§ **Set of tasks**
1: Reproduce word for word the part of the Fermi-Hubbard model page below between "Return the input" and "hopping_matrix()", inclusive.
2: List every method named under the "Methods" heading of the Fermi-Hubbard model page below.

§ **Excerpted text**
FermiHubbardModel

class FermiHubbardModel(lattice, onsite_interaction)

ベースクラス: LatticeModel

The Fermi-Hubbard model.

This class implements the following Hamiltonian:

\[H = \sum_{i, j}\sum_{\sigma = \uparrow, \downarrow} t_{i, j} c_{i, \sigma}^\dagger c_{j, \sigma} + U \sum_{i} n_{i, \uparrow} n_{i, \downarrow},\]

where \(c_{i, \sigma}^\dagger\) and \(c_{i, \sigma}\) are creation and annihilation operators of a fermion at the site \(i\) with spin \(\sigma\). The operator \(n_{i, \sigma}\) is the number operator, which is defined by \(n_{i, \sigma} = c_{i, \sigma}^\dagger c_{i, \sigma}\). The matrix \(t_{i, j}\) is a Hermitian matrix called the interaction matrix. The parameter \(U\) represents the strength of the on-site interaction.

This model is instantiated using a Lattice. For example, using a LineLattice:

line_lattice = LineLattice(num_nodes=10, boundary_condition=BoundaryCondition.OPEN)

fermi_hubbard_model = FermiHubbardModel(
    line_lattice.uniform_parameters(
        uniform_interaction=-1.0,
        uniform_onsite_potential=0.0,
    ),
    onsite_interaction=5.0,
)

パラメータ:

• lattice (Lattice) – Lattice on which the model is defined.

• onsite_interaction (complex) – The strength of the on-site interaction.

Attributes

lattice

Return the input lattice.

Note, that this returns the internal lattice object without copying it. Thus, changing the returned lattice object, will affect the internal lattice stored in this Hamiltonian.

register_length

Methods

hopping_matrix()

Return the hopping matrix.

戻り値の型:

ndarray

interaction_matrix()

Return the interaction matrix

戻り値:

The interaction matrix.

戻り値の型:

ndarray

interpret(result)

Interprets an EigenstateResult in this hamiltonians context.

パラメータ:

result (EigenstateResult) – the result to add meaning to.

second_q_op()

Return the Hamiltonian of the Fermi-Hubbard model in terms of FermionicOp.

戻り値:

The Hamiltonian of the Fermi-Hubbard model.

戻り値の型:

FermionicOp

§ **Records provided**
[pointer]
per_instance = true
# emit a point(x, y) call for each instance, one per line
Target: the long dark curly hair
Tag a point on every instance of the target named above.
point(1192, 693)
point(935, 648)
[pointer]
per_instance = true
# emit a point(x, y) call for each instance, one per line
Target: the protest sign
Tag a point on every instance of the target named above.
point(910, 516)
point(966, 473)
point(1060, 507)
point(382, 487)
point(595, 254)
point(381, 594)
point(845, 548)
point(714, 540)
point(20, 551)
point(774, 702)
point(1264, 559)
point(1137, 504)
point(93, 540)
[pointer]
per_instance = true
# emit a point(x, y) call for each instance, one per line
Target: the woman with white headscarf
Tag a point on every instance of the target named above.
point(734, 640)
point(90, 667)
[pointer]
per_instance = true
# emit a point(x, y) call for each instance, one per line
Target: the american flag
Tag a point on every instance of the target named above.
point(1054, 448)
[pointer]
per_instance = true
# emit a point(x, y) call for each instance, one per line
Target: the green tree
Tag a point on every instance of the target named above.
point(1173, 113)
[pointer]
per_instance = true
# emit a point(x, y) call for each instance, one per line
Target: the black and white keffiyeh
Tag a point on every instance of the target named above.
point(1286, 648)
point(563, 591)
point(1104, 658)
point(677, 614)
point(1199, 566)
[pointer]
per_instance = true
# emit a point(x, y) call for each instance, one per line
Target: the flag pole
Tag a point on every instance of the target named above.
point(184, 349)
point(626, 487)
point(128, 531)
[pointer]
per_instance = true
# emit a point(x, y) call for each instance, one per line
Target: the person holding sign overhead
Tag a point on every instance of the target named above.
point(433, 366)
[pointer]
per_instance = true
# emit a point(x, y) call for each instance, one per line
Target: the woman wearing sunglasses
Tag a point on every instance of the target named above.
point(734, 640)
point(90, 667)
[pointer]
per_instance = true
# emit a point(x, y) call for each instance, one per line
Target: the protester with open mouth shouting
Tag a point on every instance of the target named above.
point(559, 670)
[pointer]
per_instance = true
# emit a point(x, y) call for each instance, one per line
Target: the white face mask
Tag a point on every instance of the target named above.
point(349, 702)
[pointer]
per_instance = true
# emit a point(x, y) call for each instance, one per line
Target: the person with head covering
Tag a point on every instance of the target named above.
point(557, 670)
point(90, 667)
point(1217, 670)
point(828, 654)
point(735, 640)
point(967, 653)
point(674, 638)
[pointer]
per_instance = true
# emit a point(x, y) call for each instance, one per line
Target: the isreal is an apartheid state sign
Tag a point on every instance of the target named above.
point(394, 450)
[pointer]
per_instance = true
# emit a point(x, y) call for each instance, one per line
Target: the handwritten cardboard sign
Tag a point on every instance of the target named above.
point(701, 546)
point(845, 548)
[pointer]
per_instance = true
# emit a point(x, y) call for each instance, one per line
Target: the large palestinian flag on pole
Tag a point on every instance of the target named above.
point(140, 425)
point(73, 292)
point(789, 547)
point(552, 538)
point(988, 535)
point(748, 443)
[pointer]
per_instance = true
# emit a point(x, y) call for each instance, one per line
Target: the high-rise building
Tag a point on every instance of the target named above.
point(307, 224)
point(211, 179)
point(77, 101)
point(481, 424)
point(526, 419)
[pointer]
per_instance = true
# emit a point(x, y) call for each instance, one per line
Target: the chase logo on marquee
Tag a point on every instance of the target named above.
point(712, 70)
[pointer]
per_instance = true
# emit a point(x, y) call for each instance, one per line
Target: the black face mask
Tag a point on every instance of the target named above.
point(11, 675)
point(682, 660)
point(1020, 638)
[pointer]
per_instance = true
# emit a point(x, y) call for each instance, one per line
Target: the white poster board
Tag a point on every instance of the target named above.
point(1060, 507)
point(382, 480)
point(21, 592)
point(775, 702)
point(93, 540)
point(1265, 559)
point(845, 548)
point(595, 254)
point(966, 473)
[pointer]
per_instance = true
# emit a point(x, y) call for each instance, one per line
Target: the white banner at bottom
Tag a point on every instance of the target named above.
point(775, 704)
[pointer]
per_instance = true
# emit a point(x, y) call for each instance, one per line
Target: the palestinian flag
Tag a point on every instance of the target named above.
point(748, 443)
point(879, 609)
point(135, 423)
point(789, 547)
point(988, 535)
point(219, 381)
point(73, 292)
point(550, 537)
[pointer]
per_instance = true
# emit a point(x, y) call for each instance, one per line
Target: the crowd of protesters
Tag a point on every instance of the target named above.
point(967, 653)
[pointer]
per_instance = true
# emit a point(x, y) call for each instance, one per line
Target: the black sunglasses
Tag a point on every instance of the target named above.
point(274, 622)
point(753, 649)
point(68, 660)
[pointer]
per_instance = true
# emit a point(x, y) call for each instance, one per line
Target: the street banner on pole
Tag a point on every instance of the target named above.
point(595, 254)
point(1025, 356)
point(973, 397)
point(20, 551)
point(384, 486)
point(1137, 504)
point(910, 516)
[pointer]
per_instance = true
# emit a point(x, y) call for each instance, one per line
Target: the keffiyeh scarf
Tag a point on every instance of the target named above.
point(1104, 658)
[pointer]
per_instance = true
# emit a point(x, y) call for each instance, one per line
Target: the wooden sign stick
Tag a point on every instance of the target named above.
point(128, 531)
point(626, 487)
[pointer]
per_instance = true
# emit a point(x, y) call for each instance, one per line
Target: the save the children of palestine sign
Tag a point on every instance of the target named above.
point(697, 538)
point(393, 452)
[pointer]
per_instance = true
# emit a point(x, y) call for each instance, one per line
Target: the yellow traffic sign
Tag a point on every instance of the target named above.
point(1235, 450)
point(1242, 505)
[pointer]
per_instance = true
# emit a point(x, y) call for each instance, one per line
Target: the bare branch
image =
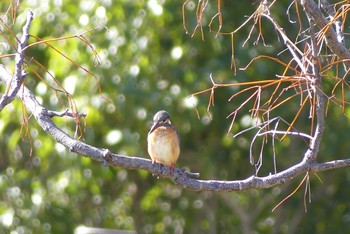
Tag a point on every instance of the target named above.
point(66, 112)
point(179, 176)
point(13, 85)
point(337, 47)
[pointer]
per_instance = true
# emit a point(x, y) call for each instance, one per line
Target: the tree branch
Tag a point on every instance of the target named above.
point(13, 85)
point(179, 176)
point(332, 41)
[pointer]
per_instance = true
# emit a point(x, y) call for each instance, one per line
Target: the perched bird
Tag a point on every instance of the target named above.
point(163, 140)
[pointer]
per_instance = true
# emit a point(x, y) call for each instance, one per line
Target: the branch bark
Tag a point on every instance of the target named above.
point(332, 38)
point(13, 85)
point(179, 176)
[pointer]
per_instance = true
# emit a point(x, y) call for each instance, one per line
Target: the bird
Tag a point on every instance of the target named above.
point(163, 141)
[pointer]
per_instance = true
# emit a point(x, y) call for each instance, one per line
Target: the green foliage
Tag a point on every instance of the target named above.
point(146, 62)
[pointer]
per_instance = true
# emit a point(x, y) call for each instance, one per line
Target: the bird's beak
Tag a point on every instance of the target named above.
point(154, 126)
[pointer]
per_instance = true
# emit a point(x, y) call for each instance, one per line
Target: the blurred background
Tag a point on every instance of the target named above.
point(145, 62)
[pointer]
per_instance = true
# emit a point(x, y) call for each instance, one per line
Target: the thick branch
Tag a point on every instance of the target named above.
point(14, 84)
point(179, 176)
point(336, 47)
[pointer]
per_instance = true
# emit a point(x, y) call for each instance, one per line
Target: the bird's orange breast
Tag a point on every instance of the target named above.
point(164, 145)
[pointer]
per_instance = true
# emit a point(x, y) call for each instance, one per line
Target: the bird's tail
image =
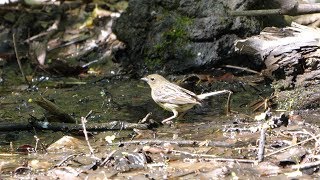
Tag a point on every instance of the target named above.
point(205, 95)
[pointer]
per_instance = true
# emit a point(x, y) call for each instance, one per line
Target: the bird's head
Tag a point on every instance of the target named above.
point(154, 79)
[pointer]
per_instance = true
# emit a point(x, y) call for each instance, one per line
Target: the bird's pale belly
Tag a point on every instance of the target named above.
point(179, 108)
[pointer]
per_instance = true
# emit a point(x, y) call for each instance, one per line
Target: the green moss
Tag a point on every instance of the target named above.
point(172, 44)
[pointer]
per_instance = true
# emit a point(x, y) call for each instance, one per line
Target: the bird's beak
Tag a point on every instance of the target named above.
point(144, 79)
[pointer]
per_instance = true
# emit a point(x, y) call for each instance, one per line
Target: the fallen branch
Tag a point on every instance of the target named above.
point(183, 143)
point(55, 126)
point(215, 158)
point(288, 147)
point(306, 165)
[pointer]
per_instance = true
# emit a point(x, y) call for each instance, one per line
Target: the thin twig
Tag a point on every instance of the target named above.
point(181, 143)
point(306, 165)
point(108, 158)
point(228, 103)
point(83, 122)
point(214, 158)
point(301, 142)
point(65, 159)
point(243, 68)
point(18, 58)
point(262, 142)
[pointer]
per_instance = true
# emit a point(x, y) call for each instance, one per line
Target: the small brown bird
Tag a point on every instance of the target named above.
point(174, 98)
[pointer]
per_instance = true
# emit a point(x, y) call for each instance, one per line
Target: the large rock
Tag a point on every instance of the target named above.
point(179, 35)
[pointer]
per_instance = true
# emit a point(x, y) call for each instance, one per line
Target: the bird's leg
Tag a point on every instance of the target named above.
point(168, 120)
point(181, 115)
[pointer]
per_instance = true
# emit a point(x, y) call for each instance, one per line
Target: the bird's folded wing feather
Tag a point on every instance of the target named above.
point(174, 94)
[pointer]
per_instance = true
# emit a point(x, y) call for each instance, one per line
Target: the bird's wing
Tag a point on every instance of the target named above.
point(174, 94)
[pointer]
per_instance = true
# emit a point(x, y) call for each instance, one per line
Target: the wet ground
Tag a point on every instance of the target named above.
point(182, 150)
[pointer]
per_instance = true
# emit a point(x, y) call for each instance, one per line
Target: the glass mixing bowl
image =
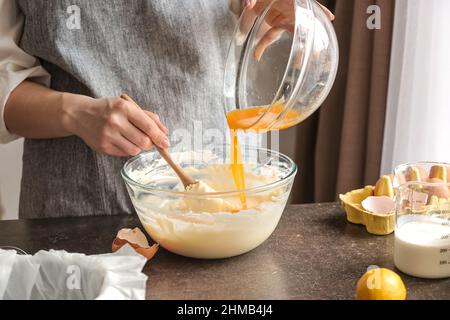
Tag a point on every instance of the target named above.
point(160, 201)
point(294, 75)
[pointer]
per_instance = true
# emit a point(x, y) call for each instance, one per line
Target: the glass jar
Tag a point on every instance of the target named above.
point(422, 228)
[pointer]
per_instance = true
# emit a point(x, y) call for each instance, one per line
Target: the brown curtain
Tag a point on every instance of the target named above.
point(339, 148)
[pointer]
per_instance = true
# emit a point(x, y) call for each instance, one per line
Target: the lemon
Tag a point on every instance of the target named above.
point(380, 284)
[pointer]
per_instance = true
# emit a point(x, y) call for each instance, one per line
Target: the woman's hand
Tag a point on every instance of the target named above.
point(114, 126)
point(279, 19)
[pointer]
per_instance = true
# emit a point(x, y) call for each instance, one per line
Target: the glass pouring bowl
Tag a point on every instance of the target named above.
point(295, 73)
point(155, 193)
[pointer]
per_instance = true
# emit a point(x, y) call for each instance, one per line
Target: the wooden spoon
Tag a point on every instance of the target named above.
point(188, 181)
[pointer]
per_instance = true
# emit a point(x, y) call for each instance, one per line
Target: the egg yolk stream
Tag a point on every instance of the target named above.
point(258, 119)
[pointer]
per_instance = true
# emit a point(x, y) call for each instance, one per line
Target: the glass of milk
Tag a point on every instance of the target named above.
point(422, 231)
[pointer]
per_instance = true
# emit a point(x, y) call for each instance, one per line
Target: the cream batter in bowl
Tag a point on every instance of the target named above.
point(210, 225)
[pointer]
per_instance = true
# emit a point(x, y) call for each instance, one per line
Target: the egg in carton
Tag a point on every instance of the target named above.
point(372, 206)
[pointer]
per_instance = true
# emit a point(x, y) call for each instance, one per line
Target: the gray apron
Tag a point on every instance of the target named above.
point(167, 54)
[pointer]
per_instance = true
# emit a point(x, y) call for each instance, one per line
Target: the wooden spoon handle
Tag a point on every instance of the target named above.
point(184, 177)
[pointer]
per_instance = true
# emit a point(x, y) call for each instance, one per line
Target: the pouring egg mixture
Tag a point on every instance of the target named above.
point(261, 120)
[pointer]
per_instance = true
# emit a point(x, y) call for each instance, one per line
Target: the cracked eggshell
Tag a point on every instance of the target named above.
point(136, 239)
point(377, 224)
point(384, 187)
point(379, 205)
point(439, 172)
point(440, 191)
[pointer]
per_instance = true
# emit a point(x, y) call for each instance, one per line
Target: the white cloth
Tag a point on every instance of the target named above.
point(15, 65)
point(59, 275)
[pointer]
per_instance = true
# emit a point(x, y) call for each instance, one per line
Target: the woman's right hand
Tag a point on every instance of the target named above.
point(113, 126)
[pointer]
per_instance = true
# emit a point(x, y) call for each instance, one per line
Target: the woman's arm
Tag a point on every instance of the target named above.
point(15, 64)
point(109, 126)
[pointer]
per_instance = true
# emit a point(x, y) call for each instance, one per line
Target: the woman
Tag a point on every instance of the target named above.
point(60, 60)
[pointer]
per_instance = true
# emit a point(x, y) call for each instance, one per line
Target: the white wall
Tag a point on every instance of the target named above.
point(10, 175)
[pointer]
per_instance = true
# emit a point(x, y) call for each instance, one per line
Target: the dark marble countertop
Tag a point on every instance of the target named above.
point(313, 254)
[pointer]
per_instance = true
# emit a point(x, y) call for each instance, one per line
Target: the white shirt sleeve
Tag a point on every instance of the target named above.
point(15, 64)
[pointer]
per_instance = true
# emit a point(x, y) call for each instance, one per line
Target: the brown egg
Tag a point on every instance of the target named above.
point(439, 191)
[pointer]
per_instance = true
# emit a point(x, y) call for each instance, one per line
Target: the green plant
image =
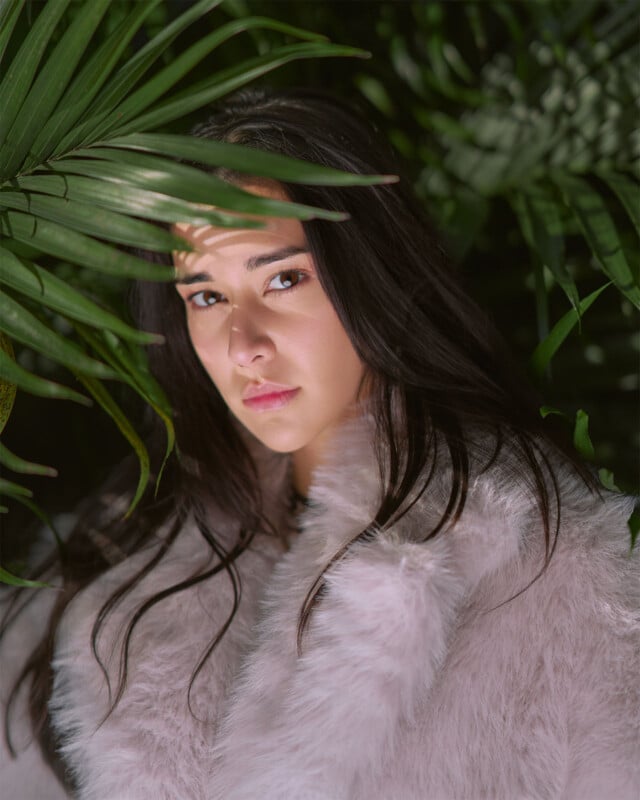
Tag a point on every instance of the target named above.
point(87, 166)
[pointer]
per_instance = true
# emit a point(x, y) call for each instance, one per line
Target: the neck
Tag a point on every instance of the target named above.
point(304, 465)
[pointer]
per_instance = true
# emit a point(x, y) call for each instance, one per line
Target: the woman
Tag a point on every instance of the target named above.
point(372, 572)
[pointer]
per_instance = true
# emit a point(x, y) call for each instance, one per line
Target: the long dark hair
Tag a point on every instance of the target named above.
point(436, 367)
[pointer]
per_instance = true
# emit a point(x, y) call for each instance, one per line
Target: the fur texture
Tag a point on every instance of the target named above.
point(423, 673)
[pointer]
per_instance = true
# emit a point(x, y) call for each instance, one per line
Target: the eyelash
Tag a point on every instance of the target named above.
point(302, 278)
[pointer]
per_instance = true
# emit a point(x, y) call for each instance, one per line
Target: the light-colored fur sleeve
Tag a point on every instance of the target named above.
point(309, 726)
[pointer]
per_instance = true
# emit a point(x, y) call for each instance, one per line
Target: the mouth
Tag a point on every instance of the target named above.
point(268, 396)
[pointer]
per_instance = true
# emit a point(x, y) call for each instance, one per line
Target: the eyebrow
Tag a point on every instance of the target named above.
point(255, 262)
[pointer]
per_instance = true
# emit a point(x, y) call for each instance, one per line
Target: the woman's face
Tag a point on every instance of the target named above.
point(266, 333)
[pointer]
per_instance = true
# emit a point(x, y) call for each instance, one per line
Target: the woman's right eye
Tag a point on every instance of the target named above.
point(205, 299)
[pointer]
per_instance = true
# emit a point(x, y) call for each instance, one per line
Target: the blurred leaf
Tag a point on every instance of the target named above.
point(581, 439)
point(22, 326)
point(245, 159)
point(58, 240)
point(14, 580)
point(139, 378)
point(548, 239)
point(51, 291)
point(627, 192)
point(18, 77)
point(92, 221)
point(49, 85)
point(106, 401)
point(229, 80)
point(126, 199)
point(634, 527)
point(607, 479)
point(545, 351)
point(9, 13)
point(162, 82)
point(17, 464)
point(182, 180)
point(12, 373)
point(13, 489)
point(88, 82)
point(7, 387)
point(129, 74)
point(600, 232)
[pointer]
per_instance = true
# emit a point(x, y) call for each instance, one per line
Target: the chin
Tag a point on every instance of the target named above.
point(280, 441)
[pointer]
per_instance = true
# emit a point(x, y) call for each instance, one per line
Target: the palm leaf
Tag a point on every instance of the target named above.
point(17, 464)
point(88, 83)
point(600, 231)
point(49, 86)
point(7, 387)
point(241, 159)
point(545, 351)
point(22, 326)
point(19, 76)
point(12, 375)
point(106, 401)
point(41, 285)
point(68, 193)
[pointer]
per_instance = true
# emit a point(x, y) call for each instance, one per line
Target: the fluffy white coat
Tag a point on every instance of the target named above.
point(424, 673)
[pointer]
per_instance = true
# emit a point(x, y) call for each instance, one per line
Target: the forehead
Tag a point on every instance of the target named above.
point(213, 243)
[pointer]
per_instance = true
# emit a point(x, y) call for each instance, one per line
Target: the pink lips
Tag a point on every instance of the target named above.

§ **Answer set**
1:
Return the input lattice.

Note, that this returns the internal lattice object without copying it. Thus, changing the returned lattice object, will affect the internal lattice stored in this Hamiltonian.

register_length

Methods

hopping_matrix()

2:
hopping_matrix()
interaction_matrix()
interpret(result)
second_q_op()